● **Required task**: Extract every row below word for word, leaving the pictures out of your answer.

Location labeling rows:
§

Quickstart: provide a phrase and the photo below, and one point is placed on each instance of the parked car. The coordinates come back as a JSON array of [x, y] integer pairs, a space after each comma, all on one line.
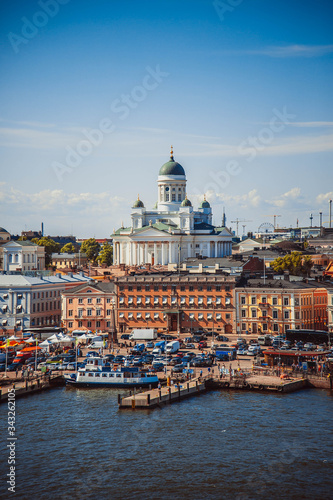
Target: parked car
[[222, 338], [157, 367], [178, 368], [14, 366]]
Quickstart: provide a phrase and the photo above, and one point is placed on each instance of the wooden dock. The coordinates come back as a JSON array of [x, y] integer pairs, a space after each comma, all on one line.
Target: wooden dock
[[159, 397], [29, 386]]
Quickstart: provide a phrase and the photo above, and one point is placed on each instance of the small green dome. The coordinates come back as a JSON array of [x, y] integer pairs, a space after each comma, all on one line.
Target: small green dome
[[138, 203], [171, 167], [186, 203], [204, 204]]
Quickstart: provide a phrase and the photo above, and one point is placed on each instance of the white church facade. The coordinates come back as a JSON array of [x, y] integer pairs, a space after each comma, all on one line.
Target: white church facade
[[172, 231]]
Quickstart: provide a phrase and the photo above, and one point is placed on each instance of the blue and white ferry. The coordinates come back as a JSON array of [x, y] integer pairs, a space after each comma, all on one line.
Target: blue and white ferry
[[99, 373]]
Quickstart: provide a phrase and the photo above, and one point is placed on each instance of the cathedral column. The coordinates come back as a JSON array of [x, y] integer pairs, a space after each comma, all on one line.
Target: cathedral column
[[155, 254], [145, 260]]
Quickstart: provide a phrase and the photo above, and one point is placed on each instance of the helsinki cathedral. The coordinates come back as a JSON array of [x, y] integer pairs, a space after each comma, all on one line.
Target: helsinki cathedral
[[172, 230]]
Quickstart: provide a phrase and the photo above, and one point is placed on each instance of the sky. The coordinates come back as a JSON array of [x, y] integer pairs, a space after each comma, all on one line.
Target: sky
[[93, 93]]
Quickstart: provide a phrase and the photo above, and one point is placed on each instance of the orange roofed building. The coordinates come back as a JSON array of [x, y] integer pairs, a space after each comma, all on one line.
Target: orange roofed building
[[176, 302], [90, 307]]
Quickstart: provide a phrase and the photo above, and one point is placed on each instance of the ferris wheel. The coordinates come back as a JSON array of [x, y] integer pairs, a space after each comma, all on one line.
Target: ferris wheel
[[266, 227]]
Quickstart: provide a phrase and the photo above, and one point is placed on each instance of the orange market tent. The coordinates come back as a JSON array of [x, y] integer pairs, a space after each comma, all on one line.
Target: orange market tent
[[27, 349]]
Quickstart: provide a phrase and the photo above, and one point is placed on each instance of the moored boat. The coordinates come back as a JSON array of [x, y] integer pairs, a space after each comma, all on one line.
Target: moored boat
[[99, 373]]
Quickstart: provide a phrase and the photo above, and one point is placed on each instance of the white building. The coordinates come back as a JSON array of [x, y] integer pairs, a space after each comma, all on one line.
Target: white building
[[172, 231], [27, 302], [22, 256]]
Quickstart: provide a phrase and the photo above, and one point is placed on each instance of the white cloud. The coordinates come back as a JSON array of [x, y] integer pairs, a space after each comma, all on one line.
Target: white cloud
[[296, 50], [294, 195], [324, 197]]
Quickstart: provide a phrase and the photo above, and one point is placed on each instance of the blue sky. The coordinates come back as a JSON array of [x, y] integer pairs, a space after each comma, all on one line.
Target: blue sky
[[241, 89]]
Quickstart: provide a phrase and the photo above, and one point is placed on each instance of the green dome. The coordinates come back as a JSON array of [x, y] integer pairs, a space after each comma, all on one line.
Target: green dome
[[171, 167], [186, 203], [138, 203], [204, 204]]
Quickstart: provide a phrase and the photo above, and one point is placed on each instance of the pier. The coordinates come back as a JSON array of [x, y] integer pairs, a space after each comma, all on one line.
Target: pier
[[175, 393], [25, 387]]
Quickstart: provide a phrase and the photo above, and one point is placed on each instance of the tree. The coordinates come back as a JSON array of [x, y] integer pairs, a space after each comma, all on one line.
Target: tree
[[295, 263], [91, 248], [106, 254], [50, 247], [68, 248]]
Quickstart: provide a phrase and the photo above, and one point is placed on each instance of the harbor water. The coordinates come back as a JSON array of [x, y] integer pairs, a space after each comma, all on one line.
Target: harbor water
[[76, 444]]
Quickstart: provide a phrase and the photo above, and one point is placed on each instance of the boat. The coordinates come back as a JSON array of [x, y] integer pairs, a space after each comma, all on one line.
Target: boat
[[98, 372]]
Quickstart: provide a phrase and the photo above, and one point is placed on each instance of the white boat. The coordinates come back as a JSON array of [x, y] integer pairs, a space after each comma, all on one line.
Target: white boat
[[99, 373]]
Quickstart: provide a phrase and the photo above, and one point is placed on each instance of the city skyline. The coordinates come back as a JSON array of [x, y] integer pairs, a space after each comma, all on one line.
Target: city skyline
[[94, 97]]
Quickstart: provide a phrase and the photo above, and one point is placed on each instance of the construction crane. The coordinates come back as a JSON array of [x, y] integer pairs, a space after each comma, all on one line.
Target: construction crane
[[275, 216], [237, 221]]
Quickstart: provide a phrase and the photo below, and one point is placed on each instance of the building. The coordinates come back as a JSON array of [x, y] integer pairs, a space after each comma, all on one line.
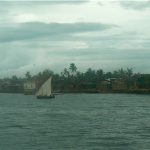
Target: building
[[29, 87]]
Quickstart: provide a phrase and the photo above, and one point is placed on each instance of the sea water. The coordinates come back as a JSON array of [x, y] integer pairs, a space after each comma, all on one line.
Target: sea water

§

● **Solution for this task**:
Quickstart: provide a phrase and the photo below, and one point is placed on each instance of the parked car. The coordinates come back as a JSON array of [x, y] integer pairs, a space after each comma, all on one line.
Target: parked car
[[222, 338], [157, 367], [178, 368], [14, 366]]
Quickstart: provide a phrase and the photo above, and one point is placed on each instance of the wooden dock. The coordinates come back as a JSON array of [x, y] integer pairs, a space after each comma, all on one line.
Target: wooden dock
[[159, 397], [29, 386]]
Quickstart: provide a phrase and the photo above, and one point is placed on each instance of the small green dome. The coordinates come back as a JSON array of [x, y] integer pairs, a space after each comma, all on one line.
Target: small green dome
[[138, 203], [171, 167], [186, 203], [204, 204]]
Quickstart: provide a phrase and the photo above, and one point is placed on each instance of the white church facade. The coordinates come back as a JSON array of [x, y] integer pairs, a space after each comma, all on one line.
Target: white church facade
[[172, 231]]
Quickstart: provide a phrase and the photo above, and one point is placed on each instance of the blue and white ferry. The coordinates come back as a JSON array of [x, y] integer pairs, a space after each comma, all on one line.
Target: blue and white ferry
[[99, 373]]
Quickstart: provide a phrase and the photo above, and one point is placed on each instance of the cathedral column. The coordinates come back as a JSON array of [x, y] integer pairs, a space after each comma, all on one line.
Target: cathedral column
[[155, 254], [145, 260]]
Quickstart: provide a phrase and the photo above, and one point is placed on each instance of the helsinki cathedral. The coordinates come back as a JSON array of [x, y] integer pairs, a space after each comma, all on one line.
Target: helsinki cathedral
[[172, 230]]
Quickstart: provide a phrase and the photo above, and one point is placed on each instance of the sky. The coordinates come back as a JSON array of [x, y] integer pairs, a space after each comma, all on one line.
Target: sky
[[93, 93]]
Quickstart: provide a phrase and the photo above, and one point is placed on each instance of the orange roofed building. The coordinates come back as a JSON array of [x, y] integer pairs, a space after each comma, all on one line.
Target: orange roofed building
[[176, 302], [90, 307]]
Quickstart: provide a phrase and the photo above, and one point is placed on each instance of the ferris wheel. The coordinates come back as a JSON array of [x, y] integer pairs, a space after each comma, all on one line.
Target: ferris wheel
[[266, 227]]
Quickstart: provide a phrase and the photo above, and one point is placed on each instance of the orange market tent. The coordinates come back as a JSON array of [x, y] integer pairs, a space after each comma, all on one line.
Target: orange market tent
[[27, 349]]
Quickstart: provide a phrase and the photo above, and one point is placed on each instance of the moored boat. The coordinates come back as a JSON array of [x, y] integer pairs, a space after each comma, all on one line.
Target: moored boat
[[99, 373]]
Quickstart: provide a phrase and the photo above, and one point is placed on each instance of the white building. The coordinates come back as a JSON array of [x, y] integer pairs, a space after each comma, all on one line.
Target: white building
[[172, 231], [27, 302], [22, 256]]
Quickstart: provide a phrase and the photo above, and one point is placed on each instance of the white cloud. The coordinates come back as a JSON array of [x, y] integer pairs, a space after each comma, all on one line.
Target: white cloud
[[296, 50], [294, 195], [324, 197]]
Quickstart: provide a phrase and the photo above, and one point is placed on each instance of the blue sky. The coordinates come back as a JSON array of [x, y] integer pairs, a space after each comma, all on one line.
Target: blue sky
[[241, 89]]
Quickstart: provide a phrase and the photo above, and one point is placed on each instance of the green dome. The coordinates come back as a JSON array of [x, y] integer pairs, a space after each comma, all on one line.
Target: green dome
[[171, 167], [186, 203], [138, 203], [204, 204]]
Quickstart: provide a phrase and the photo above, and one point is placed on each instance of the pier. The coordinates come back as a JSON array of [x, y] integer pairs, a space after each comma, all on one line.
Target: pier
[[175, 393], [25, 387]]
Quickstart: provide a phrase and the photo above, and one point is placed on each instance of the tree. The coordinates come back as a JSON array of [x, y] integer pairs, a space after each comma, all on one line.
Target: tree
[[295, 263], [91, 248], [106, 254], [50, 247], [68, 248]]
Quickstart: provide a phrase and the photo above, and one point is placed on each instance of the harbor water. The coordinates come back as a JSON array of [x, y] integer pairs, a space after each comma, all on one line.
Target: harbor water
[[76, 444]]
Quickstart: provide a phrase and the photo above, and one point is placed on each instance of the boat. The coordinates come back as a JSON array of [x, y] integer pairs, a space after each comma, all on one line.
Target: boat
[[98, 372]]
Quickstart: provide a phrase and the photo above, and one point is placed on each instance of the white boat. The coordinates come back as a JSON array of [x, y] integer pairs, a space after each comma, all on one line.
Target: white boat
[[99, 373]]
Quickstart: provide a phrase and the photo above, and one point is placed on each instance of the city skyline. The coordinates come back as a JSON array of [x, y] integer pairs, a space after each comma, all on one line.
Target: city skyline
[[94, 97]]
Quickstart: provide a phrase and the photo above, and one point is placed on each instance of the construction crane. The coordinates come back as a JSON array of [x, y] integer pairs, a space after each comma, all on one line.
Target: construction crane
[[275, 216], [237, 221]]
Quickstart: provide a phrase and the photo below, and one point is placed on each instance of the building. The coordinates come back as a JSON array of [x, y] integer pairs, a space after each comma, all on one line.
Target: building
[[29, 87]]
Quickstart: provide a phrase and the photo above, and one point is placed on each instance of the sea water. The coordinates come back as a JSON array of [x, y] integer pairs, a space after each comma, all on one line.
Target: sea water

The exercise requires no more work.